------ Extracted records
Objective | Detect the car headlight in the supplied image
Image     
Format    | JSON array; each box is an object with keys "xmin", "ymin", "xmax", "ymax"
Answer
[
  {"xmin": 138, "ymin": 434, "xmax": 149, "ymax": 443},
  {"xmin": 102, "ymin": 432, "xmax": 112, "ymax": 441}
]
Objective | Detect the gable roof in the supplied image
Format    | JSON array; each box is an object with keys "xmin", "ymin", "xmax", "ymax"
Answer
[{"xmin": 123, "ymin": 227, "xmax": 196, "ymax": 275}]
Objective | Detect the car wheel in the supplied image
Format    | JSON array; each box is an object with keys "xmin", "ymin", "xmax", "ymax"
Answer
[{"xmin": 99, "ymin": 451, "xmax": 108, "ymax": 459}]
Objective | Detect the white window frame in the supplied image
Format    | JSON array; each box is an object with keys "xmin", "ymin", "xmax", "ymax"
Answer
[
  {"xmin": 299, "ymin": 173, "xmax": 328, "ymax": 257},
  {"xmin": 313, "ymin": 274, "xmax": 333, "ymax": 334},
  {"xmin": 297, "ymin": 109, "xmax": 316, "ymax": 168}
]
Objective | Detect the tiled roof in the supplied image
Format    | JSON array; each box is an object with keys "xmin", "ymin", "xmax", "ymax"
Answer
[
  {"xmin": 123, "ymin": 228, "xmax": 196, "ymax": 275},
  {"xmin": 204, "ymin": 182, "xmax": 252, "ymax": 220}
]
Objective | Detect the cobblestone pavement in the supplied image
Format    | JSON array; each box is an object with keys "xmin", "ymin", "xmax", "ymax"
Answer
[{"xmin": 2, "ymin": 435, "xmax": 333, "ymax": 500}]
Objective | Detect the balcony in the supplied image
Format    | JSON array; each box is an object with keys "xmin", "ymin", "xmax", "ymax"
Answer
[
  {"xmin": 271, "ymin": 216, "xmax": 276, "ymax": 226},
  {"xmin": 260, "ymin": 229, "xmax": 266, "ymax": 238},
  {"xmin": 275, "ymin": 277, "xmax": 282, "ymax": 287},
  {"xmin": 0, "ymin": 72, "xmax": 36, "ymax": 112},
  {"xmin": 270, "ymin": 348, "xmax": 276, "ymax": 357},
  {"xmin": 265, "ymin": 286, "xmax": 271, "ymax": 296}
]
------------
> _What the exercise asks_
Reproduce the listing above exactly, in its entirety.

> _Response area_
Objective | Detect the car headlight in the supplied image
Image     
Format    | JSON array; each box is an object with keys "xmin", "ymin", "xmax", "ymax"
Answer
[
  {"xmin": 138, "ymin": 434, "xmax": 149, "ymax": 443},
  {"xmin": 102, "ymin": 432, "xmax": 112, "ymax": 441}
]
Objective | Detect the gable roof in the supplied image
Format    | JSON array; each box is an object with keys "xmin", "ymin", "xmax", "ymax"
Answer
[{"xmin": 123, "ymin": 227, "xmax": 196, "ymax": 275}]
Objective | Detect the car wheel in the supplied image
Format    | JSON array; each box is an object with keys "xmin", "ymin", "xmax", "ymax"
Answer
[{"xmin": 99, "ymin": 451, "xmax": 108, "ymax": 459}]
Objective | Detect the white window frame in the supplied image
Format    | JSON array; each box is an object with keys "xmin", "ymin", "xmax", "ymax"
Answer
[
  {"xmin": 299, "ymin": 173, "xmax": 328, "ymax": 257},
  {"xmin": 313, "ymin": 274, "xmax": 333, "ymax": 334},
  {"xmin": 297, "ymin": 109, "xmax": 316, "ymax": 168}
]
Objective | Detect the tiled roof in the supplied image
Format    | JSON array; each box is an object with keys "xmin", "ymin", "xmax", "ymax"
Answer
[
  {"xmin": 123, "ymin": 228, "xmax": 196, "ymax": 275},
  {"xmin": 204, "ymin": 182, "xmax": 252, "ymax": 220}
]
Objective | Detect the cobblestone pavement in the supplied image
Format    | JSON array; each box is an object with keys "xmin", "ymin", "xmax", "ymax"
Answer
[{"xmin": 2, "ymin": 435, "xmax": 333, "ymax": 500}]
Objective | Detect the balcony in the supplied image
Format    | JSON array; each box is an object with keys "xmin", "ymin", "xmax", "ymax"
Answer
[
  {"xmin": 271, "ymin": 216, "xmax": 276, "ymax": 226},
  {"xmin": 260, "ymin": 229, "xmax": 266, "ymax": 238},
  {"xmin": 275, "ymin": 277, "xmax": 282, "ymax": 287},
  {"xmin": 0, "ymin": 72, "xmax": 36, "ymax": 112},
  {"xmin": 270, "ymin": 348, "xmax": 276, "ymax": 357},
  {"xmin": 265, "ymin": 286, "xmax": 271, "ymax": 296}
]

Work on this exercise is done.